- Directive
Copy each line of the records below character for character, keeping their order.

- Information provided
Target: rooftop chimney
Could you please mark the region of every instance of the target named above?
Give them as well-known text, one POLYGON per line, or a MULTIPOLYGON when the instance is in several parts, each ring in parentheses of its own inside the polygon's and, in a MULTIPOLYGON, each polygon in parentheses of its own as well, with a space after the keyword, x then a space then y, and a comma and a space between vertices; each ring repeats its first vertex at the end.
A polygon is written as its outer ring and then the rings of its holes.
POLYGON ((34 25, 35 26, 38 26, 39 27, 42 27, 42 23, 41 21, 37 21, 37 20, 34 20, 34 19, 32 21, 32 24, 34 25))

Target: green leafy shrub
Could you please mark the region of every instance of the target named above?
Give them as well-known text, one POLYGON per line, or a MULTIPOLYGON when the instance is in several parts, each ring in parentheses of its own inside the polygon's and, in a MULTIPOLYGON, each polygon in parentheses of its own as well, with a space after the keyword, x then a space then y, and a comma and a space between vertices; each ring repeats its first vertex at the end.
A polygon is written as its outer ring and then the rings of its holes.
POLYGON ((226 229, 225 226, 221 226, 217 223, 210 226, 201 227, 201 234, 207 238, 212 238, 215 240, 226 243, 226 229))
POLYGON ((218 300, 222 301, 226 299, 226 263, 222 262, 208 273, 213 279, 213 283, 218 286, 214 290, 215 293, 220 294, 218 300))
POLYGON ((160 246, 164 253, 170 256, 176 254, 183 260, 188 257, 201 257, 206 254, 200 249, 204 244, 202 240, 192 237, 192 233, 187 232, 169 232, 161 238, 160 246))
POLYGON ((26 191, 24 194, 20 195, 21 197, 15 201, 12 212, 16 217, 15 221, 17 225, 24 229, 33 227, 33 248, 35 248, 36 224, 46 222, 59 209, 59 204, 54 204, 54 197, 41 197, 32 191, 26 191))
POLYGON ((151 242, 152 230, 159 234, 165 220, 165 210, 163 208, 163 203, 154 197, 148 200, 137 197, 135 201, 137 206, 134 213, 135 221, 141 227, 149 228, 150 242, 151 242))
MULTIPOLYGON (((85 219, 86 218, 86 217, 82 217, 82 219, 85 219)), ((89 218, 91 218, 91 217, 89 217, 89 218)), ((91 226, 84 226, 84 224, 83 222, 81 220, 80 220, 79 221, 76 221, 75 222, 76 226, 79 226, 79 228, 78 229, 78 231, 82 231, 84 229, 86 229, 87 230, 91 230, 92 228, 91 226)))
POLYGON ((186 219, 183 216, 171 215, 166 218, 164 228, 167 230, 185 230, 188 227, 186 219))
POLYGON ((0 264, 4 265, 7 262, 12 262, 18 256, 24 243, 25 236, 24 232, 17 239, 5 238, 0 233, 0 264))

- Exercise solution
Target: rooftop chimney
Could you please mark the region of every instance of the target named above?
Give them as well-known text, one POLYGON per line, or a MULTIPOLYGON when the instance is in several parts, each ring in parentheses of its own inside the polygon's and, in a MULTIPOLYGON, each polygon in parentheses of its own as well, with a space after the keyword, x then a space then y, and a comma and a space between vertices; each ring repeats its first vertex at the end.
A polygon is written as its outer ring and then the rings of its holes.
POLYGON ((34 25, 35 26, 38 26, 39 27, 42 27, 42 23, 41 21, 37 21, 37 20, 34 20, 34 19, 32 21, 32 24, 34 25))

Target: green leafy shrub
Could you please mark the region of every instance of the target named above?
Give them as well-known text, one POLYGON per line, or a MULTIPOLYGON when the instance is in several parts, each ring in parentheses of its own inside the polygon's and, in a MULTIPOLYGON, each polygon in parentheses of its own as well, with a space after the keyword, x then a space then y, and a comma and a space between vertices; each ring repeats its first vertex at the end.
A polygon is written as its outer ring and then the rings of its holes.
POLYGON ((226 229, 225 226, 221 226, 217 223, 210 226, 201 227, 201 234, 207 238, 212 238, 215 240, 226 243, 226 229))
POLYGON ((218 300, 222 301, 226 299, 226 263, 222 262, 208 273, 213 279, 213 283, 218 286, 214 290, 215 293, 220 294, 218 300))
POLYGON ((160 246, 164 253, 170 256, 176 254, 183 260, 188 257, 201 257, 206 254, 200 249, 204 244, 202 240, 192 237, 192 233, 187 232, 169 232, 161 238, 160 246))
POLYGON ((26 191, 24 194, 20 195, 21 197, 15 201, 12 212, 16 217, 15 221, 17 225, 24 229, 33 227, 33 248, 35 248, 36 224, 46 222, 59 209, 59 204, 54 204, 54 197, 41 197, 32 191, 26 191))
POLYGON ((151 242, 152 230, 159 234, 165 220, 165 210, 163 208, 163 203, 154 197, 148 200, 137 197, 135 201, 137 206, 134 213, 135 221, 141 227, 149 228, 150 242, 151 242))
MULTIPOLYGON (((85 219, 86 218, 86 217, 82 217, 82 219, 85 219)), ((89 218, 91 218, 91 217, 89 217, 89 218)), ((91 226, 84 226, 84 224, 83 222, 81 220, 80 220, 79 221, 76 221, 75 222, 76 226, 79 226, 79 228, 78 229, 78 231, 82 231, 84 229, 86 229, 87 230, 91 230, 92 228, 91 226)))
POLYGON ((186 219, 183 216, 171 215, 166 218, 164 228, 167 230, 185 230, 188 227, 186 219))
POLYGON ((0 264, 4 265, 7 262, 12 262, 18 256, 24 243, 25 236, 24 232, 17 239, 5 238, 0 233, 0 264))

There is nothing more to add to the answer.